EXERCISE DETAILS:
Without changing a character, output all of the records.

Stored dataset items:
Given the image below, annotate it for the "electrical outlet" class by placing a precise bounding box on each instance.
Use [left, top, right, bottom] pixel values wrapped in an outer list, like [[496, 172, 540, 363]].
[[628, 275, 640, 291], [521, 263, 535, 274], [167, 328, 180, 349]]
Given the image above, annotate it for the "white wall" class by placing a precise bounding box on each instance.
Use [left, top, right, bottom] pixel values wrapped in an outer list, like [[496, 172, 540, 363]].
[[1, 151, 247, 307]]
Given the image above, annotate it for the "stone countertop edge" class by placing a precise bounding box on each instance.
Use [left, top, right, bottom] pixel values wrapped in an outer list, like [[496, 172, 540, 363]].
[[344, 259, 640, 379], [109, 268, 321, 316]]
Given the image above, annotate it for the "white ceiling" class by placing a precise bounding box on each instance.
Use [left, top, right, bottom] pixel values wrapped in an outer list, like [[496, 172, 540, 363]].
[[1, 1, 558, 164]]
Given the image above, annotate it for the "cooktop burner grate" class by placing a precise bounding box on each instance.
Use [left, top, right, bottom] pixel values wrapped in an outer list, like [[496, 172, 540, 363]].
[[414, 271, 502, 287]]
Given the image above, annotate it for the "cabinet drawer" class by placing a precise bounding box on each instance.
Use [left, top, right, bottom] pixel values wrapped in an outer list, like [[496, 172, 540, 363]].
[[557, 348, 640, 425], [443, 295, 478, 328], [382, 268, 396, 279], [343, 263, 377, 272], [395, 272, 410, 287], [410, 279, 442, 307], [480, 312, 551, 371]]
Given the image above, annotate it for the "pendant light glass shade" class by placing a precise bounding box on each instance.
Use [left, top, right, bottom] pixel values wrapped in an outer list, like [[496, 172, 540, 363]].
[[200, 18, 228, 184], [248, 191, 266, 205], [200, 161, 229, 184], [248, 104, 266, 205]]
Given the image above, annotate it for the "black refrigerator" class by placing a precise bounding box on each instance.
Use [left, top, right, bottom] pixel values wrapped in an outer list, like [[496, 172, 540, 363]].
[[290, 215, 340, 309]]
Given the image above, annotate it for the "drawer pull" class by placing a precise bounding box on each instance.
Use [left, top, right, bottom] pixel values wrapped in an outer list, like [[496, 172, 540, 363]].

RESPONSE TO THE EXERCISE:
Given the image below, annotate it for the "electrical outlet" class by placing a precise bounding box on each instance.
Use [left, top, right, bottom] pixel values wrapped in an outer list, like [[496, 172, 540, 363]].
[[628, 275, 640, 291], [521, 263, 535, 274], [167, 328, 180, 349]]
Given the image above, annotate it for the "white wall" class by placing a precise bounding box on each instance.
Use [left, top, right, bottom] pixel values wrapped in an outer list, like [[496, 172, 540, 363]].
[[1, 151, 247, 307]]
Given the image above, annotate it for the "stone countertop edge" class by placing a precise bounding box on each instance.
Use [left, top, right, bottom] pixel values wrapped in an outer list, like [[496, 172, 540, 363]].
[[344, 259, 640, 379], [109, 268, 321, 316]]
Given the image above, annotate it for the "white ceiling" class by placing a precise bounding box on each instance.
Use [left, top, right, bottom] pixel values wrapped in an outer list, like [[496, 172, 540, 363]].
[[1, 1, 558, 164]]
Given the image above, annotate it for the "cooktop burner grate" class by placing a precise bounding box on each instance.
Use [left, top, right, bottom] pixel values wrapped in an outer list, like [[496, 172, 540, 363]].
[[414, 271, 502, 287]]
Given the image above, annotate it for the "cabinet drawer" class by placing a precise bounding box on each instance.
Use [left, top, right, bottom] pixel values wrapped in an outer list, like [[496, 172, 540, 363]].
[[557, 348, 640, 425], [443, 295, 478, 328], [382, 268, 396, 279], [343, 263, 377, 272], [395, 272, 410, 287], [410, 279, 442, 307], [480, 312, 551, 371]]
Given the image above, annotate it for the "pendant light glass shade" class by placing a precise bounding box on each instance.
Use [left, top, right, bottom] pixel values wrapped in an outer list, like [[496, 172, 540, 363]].
[[200, 18, 228, 184], [248, 191, 266, 205], [200, 161, 229, 184], [248, 104, 266, 205]]
Given the image above, annotate it for the "black refrigerator" class by placing a precise bounding box on each instance.
Use [left, top, right, bottom] pixel values wrapped in an outer list, like [[496, 172, 540, 363]].
[[290, 215, 340, 309]]
Given the image above, annotate it for the "drawer pull" class by placing a precise bounding box on each instance.
Use [left, top, right, bottom] pixel values wrapped in an outer list, like [[496, 172, 540, 363]].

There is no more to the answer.